**PERINTAH:**
Susun semua baris di bawah ini sebagai daftar JSON berisi string, satu string untuk tiap baris. Baris kosong tidak dimasukkan.
━━━━━ BAHAN
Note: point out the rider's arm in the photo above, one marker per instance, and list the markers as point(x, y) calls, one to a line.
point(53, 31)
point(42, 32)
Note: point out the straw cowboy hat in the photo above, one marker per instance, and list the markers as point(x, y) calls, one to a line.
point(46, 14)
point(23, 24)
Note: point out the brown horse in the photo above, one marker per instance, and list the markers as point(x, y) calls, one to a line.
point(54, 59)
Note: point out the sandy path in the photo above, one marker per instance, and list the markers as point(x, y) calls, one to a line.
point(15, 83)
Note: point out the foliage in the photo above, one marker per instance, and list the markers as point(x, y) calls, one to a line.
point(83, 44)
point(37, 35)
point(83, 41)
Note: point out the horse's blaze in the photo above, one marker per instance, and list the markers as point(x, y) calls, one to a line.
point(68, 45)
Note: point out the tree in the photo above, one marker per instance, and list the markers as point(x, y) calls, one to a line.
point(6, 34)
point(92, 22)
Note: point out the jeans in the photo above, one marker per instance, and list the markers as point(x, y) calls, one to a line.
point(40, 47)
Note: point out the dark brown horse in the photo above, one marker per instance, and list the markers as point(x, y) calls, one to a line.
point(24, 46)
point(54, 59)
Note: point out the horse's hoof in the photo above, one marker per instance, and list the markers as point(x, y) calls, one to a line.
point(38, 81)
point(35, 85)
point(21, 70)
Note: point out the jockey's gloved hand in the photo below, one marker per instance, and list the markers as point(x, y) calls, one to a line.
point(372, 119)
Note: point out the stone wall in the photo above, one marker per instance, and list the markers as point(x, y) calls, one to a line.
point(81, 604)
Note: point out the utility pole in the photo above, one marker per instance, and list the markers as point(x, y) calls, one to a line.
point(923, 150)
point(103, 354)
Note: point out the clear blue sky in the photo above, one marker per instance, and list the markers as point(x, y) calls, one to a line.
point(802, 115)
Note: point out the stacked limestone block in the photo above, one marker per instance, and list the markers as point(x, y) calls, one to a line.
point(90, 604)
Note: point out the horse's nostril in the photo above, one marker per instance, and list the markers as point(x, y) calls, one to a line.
━━━━━━━━━━
**HASIL TUGAS:**
[
  "Note: point out the rider's arm in the photo above, one marker per instance, and list the markers as point(x, y) calls, one to a line.",
  "point(53, 31)",
  "point(42, 32)",
  "Note: point out the straw cowboy hat in the photo above, one marker per instance, and list the markers as point(x, y) calls, one to a line.",
  "point(46, 14)",
  "point(23, 24)",
  "Note: point out the brown horse in the photo above, one marker per instance, and list the markers as point(x, y) calls, one to a line.",
  "point(54, 59)",
  "Note: point out the sandy path in the photo above, one marker per instance, and list the markers as point(x, y) calls, one to a line.",
  "point(15, 83)",
  "Note: point out the foliage in the photo above, one marker per instance, and list the markers as point(x, y) calls, one to a line.",
  "point(83, 44)",
  "point(37, 35)",
  "point(83, 41)",
  "Note: point out the horse's blaze in the photo above, one marker per instance, and list the markers as point(x, y) calls, one to a line.",
  "point(68, 45)",
  "Note: point out the tree in the photo above, one marker per instance, and list the markers as point(x, y) calls, one to a line.",
  "point(6, 34)",
  "point(92, 22)",
  "Note: point out the jeans in the photo above, one marker per instance, and list the markers as point(x, y) calls, one to a line.",
  "point(40, 47)",
  "Note: point out the dark brown horse in the photo above, one marker per instance, and list the markers as point(x, y) calls, one to a line.",
  "point(24, 46)",
  "point(54, 59)",
  "Note: point out the horse's hoof in the photo above, one marker per instance, and list the markers as point(x, y) calls, one to a line.",
  "point(38, 81)",
  "point(35, 85)",
  "point(21, 70)",
  "Note: point out the jockey's gloved hand in the photo below, one marker per instance, and list the markers as point(x, y) calls, one to a line.",
  "point(372, 119)",
  "Note: point out the stone wall in the photo above, one marker per instance, and list the markers as point(x, y) calls, one to a line.",
  "point(81, 604)",
  "Note: point out the utility pole in the photo above, one marker per instance, and list the markers as point(x, y) calls, one to a line.",
  "point(923, 150)",
  "point(103, 354)",
  "Note: point out the clear blue sky in the photo above, one marker per instance, and list the markers as point(x, y) calls, one to a line.",
  "point(802, 115)",
  "Note: point out the stacked limestone block in the photo above, one marker per instance, and list the markers as point(x, y) calls, one to a line.",
  "point(90, 604)",
  "Note: point out the horse's nostril in the photo above, one marker per instance, and list the markers as point(x, y) calls, one to a line."
]